ASSIGNMENT:
The lines to repeat are those below from the one containing "Mark the green foliage." down to the one containing "Mark the index finger.", both included; reproduce them exactly and nothing else.
• • •
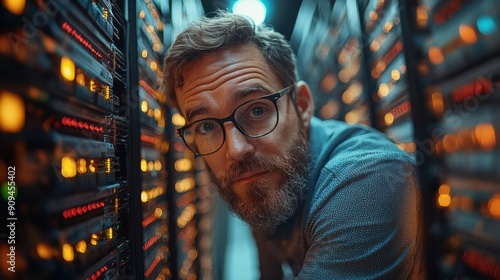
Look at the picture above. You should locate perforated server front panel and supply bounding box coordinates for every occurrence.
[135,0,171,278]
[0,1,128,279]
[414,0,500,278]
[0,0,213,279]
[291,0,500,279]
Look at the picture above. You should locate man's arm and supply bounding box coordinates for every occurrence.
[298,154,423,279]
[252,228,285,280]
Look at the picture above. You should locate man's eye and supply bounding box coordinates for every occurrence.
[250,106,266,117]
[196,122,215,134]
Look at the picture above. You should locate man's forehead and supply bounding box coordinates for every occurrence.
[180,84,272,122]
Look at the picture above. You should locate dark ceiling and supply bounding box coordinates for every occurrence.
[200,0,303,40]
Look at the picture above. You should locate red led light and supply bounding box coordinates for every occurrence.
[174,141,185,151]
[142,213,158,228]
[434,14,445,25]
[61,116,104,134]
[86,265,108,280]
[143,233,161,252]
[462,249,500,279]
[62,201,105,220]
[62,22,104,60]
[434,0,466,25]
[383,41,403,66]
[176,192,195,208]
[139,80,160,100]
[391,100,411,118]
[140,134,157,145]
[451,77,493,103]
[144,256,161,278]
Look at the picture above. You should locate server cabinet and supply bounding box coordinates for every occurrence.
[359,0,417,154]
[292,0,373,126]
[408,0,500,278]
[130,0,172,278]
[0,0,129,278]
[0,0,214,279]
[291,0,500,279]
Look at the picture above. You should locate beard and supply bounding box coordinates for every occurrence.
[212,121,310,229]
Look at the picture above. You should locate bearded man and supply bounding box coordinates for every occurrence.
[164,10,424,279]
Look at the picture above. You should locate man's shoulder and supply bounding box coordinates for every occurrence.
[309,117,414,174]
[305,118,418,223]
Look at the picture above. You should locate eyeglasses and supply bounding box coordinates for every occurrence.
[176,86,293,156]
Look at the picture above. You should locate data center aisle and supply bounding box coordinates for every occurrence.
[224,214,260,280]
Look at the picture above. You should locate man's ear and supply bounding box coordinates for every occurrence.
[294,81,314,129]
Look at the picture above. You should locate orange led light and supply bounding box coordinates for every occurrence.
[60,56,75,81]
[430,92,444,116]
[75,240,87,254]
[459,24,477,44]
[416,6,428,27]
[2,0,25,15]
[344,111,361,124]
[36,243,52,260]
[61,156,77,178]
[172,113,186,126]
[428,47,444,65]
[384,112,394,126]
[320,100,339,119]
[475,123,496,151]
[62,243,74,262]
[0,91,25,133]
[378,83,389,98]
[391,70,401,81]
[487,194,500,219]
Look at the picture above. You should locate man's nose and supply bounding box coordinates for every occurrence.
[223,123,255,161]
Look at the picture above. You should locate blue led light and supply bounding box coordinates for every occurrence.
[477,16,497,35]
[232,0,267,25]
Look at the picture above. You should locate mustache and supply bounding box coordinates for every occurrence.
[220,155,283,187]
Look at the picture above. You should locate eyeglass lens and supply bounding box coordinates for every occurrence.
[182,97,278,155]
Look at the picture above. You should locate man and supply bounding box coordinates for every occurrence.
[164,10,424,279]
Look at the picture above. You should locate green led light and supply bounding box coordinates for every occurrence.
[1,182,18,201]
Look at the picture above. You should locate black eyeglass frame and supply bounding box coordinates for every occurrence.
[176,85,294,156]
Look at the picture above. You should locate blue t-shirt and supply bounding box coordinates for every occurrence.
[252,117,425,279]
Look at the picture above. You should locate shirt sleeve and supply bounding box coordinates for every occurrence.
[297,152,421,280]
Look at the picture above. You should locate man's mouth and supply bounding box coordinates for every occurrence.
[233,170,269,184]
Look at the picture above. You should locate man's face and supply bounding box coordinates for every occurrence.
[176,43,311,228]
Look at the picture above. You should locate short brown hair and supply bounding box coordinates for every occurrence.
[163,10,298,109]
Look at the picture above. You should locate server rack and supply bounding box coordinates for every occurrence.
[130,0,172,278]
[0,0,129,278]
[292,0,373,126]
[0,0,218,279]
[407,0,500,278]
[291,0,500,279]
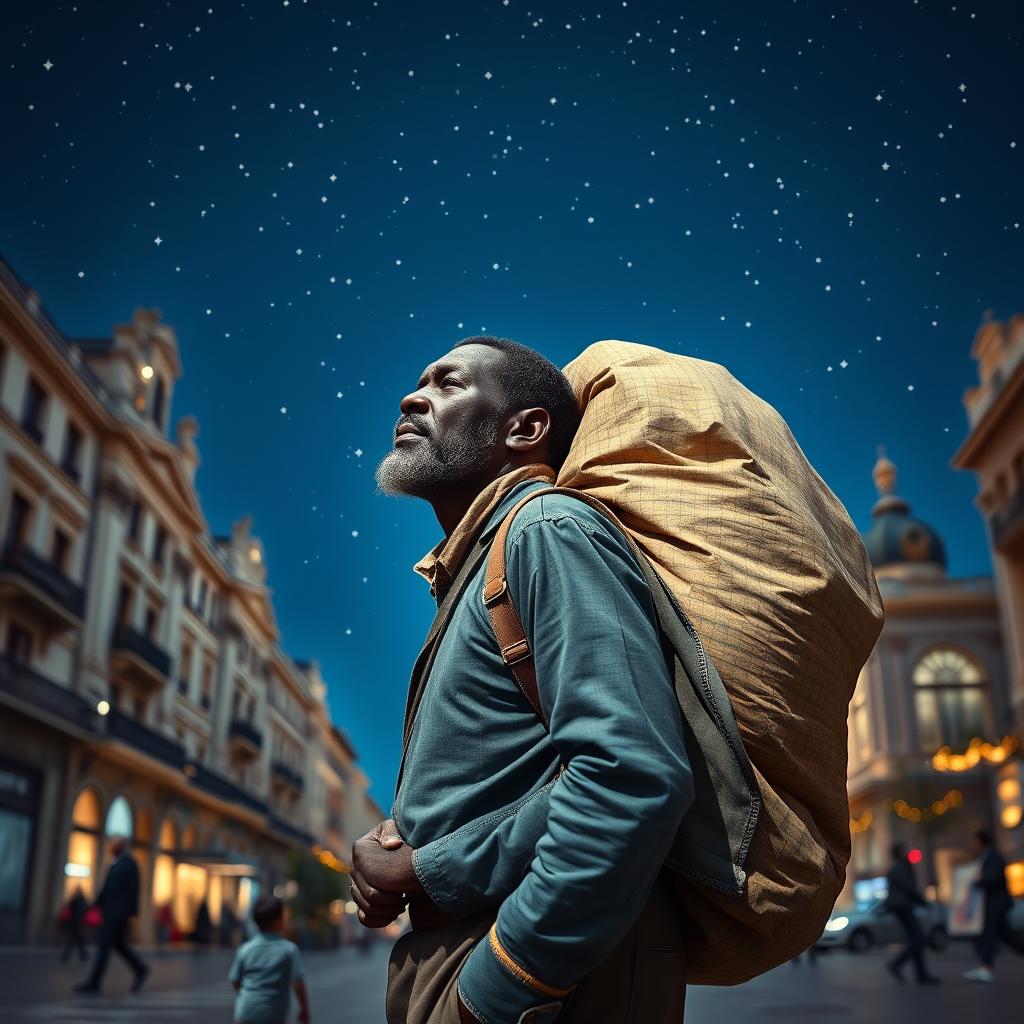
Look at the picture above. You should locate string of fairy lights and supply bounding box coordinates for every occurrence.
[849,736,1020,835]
• • •
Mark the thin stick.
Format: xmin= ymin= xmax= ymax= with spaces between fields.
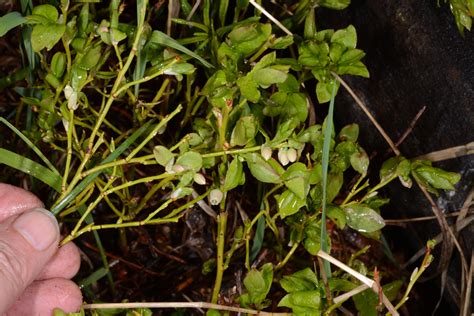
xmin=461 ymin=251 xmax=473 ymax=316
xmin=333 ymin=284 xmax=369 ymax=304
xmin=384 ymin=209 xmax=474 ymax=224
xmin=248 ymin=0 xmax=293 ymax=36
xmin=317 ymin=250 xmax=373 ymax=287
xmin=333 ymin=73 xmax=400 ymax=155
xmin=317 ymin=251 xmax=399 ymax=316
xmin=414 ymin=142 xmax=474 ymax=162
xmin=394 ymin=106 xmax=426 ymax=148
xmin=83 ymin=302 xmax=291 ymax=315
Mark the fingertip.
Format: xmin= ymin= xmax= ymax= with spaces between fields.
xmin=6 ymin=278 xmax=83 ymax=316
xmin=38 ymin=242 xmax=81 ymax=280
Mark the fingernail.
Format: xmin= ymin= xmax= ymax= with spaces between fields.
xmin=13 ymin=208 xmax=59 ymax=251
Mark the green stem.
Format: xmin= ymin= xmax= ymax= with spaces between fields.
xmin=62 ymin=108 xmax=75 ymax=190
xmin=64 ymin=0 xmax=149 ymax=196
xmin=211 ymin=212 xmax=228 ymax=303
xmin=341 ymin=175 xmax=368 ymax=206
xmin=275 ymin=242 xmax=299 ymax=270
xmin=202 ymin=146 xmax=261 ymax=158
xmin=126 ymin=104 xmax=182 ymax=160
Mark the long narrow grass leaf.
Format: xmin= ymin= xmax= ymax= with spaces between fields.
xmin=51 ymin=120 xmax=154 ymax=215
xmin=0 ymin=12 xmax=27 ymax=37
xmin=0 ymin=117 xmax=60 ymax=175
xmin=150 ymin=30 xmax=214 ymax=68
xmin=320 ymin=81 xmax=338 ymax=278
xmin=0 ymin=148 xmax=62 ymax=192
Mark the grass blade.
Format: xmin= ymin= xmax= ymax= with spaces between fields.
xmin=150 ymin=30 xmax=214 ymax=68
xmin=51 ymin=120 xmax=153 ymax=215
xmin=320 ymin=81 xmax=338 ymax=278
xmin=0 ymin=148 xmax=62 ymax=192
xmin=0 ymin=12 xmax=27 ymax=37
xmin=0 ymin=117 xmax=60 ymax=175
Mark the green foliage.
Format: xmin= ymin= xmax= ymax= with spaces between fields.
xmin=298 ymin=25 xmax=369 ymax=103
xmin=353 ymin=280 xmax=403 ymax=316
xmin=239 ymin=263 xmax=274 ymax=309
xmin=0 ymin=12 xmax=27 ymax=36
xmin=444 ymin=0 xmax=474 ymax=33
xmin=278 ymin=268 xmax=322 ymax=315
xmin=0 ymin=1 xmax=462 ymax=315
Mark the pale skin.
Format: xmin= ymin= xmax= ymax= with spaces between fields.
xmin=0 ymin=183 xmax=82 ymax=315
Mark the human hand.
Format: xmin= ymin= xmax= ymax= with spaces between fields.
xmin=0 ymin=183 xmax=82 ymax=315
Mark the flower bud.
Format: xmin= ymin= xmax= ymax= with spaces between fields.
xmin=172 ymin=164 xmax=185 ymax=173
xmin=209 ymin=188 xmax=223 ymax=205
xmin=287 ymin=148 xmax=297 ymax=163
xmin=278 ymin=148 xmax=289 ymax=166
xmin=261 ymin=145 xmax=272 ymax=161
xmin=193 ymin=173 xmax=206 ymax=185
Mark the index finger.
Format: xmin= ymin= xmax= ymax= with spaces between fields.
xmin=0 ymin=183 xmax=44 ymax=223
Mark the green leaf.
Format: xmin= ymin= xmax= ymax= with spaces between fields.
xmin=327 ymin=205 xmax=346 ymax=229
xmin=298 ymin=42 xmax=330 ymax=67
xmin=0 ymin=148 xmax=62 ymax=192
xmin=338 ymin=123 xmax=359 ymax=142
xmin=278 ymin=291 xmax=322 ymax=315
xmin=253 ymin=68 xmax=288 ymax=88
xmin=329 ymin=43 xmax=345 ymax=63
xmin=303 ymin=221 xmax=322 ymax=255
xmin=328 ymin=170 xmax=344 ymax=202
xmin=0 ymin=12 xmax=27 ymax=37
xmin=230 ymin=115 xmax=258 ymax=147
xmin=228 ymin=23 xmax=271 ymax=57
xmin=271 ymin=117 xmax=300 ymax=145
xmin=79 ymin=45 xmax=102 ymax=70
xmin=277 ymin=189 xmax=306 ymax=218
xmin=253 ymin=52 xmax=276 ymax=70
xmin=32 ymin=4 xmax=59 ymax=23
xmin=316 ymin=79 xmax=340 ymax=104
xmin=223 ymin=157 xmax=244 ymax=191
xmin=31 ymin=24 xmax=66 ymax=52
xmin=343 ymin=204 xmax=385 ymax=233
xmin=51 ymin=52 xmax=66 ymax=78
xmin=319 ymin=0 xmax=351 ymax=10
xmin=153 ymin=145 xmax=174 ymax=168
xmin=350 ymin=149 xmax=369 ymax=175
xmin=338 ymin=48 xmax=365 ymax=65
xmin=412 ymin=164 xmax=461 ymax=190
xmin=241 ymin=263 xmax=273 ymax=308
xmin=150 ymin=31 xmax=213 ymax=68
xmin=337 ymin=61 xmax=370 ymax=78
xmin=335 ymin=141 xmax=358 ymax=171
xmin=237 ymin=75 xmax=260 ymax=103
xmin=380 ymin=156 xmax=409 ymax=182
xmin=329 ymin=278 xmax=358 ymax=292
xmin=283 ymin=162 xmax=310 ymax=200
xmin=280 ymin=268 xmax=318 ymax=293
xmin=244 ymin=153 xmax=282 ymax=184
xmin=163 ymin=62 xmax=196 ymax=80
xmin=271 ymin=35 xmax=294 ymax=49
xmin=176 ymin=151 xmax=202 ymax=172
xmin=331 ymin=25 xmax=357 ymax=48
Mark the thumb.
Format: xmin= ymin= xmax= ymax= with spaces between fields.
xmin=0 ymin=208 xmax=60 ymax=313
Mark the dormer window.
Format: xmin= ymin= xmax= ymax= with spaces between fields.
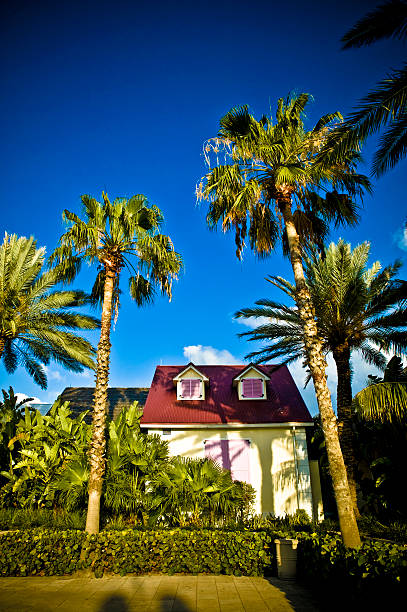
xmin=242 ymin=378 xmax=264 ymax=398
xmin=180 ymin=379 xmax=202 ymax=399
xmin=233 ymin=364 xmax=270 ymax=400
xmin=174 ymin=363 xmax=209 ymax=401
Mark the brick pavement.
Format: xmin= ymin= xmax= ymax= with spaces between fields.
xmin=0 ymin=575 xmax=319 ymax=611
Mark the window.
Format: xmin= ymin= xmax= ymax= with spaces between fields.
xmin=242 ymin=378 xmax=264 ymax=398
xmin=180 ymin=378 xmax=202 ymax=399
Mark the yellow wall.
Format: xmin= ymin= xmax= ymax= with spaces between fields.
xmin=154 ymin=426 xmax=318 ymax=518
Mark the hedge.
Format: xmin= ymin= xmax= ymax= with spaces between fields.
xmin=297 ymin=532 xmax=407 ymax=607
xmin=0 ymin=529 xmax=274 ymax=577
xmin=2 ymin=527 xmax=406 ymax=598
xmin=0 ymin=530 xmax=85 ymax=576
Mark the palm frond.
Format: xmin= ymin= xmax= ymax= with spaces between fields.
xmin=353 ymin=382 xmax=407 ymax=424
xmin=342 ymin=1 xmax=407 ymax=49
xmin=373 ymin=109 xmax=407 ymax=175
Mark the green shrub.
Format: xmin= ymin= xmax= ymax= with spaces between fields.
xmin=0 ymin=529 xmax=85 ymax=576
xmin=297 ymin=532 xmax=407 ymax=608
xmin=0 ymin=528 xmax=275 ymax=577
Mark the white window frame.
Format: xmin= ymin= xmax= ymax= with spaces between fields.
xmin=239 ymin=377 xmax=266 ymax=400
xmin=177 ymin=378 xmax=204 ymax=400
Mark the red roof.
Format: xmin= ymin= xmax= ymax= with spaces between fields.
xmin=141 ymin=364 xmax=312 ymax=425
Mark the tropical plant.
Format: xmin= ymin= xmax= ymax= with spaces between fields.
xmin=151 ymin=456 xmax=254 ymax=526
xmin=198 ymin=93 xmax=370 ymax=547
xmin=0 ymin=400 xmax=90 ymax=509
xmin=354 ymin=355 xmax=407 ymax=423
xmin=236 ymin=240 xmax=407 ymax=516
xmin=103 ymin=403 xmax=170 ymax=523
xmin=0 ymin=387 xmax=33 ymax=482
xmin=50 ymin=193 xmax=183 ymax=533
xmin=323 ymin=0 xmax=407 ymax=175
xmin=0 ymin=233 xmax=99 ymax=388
• • •
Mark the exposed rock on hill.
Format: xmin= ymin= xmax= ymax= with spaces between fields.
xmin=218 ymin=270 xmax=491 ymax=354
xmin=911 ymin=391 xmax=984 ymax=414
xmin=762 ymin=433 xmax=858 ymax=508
• • •
WRITTEN SOLUTION:
Mark the green foliage.
Format: xmin= ymin= xmax= ymax= with spaces between fields.
xmin=298 ymin=25 xmax=369 ymax=103
xmin=353 ymin=280 xmax=403 ymax=316
xmin=239 ymin=263 xmax=274 ymax=309
xmin=0 ymin=12 xmax=27 ymax=36
xmin=444 ymin=0 xmax=474 ymax=33
xmin=278 ymin=268 xmax=322 ymax=315
xmin=0 ymin=1 xmax=462 ymax=315
Mark the pale skin.
Format: xmin= ymin= xmax= ymax= with spaces between fields.
xmin=0 ymin=183 xmax=82 ymax=315
Mark the human hand.
Format: xmin= ymin= xmax= ymax= with spaces between fields.
xmin=0 ymin=183 xmax=82 ymax=315
Mark the flower bud.
Format: xmin= ymin= xmax= ymax= with spaces between fields.
xmin=172 ymin=164 xmax=185 ymax=173
xmin=209 ymin=188 xmax=223 ymax=205
xmin=287 ymin=148 xmax=297 ymax=163
xmin=278 ymin=148 xmax=289 ymax=166
xmin=261 ymin=145 xmax=272 ymax=161
xmin=193 ymin=173 xmax=206 ymax=185
Mark the index finger.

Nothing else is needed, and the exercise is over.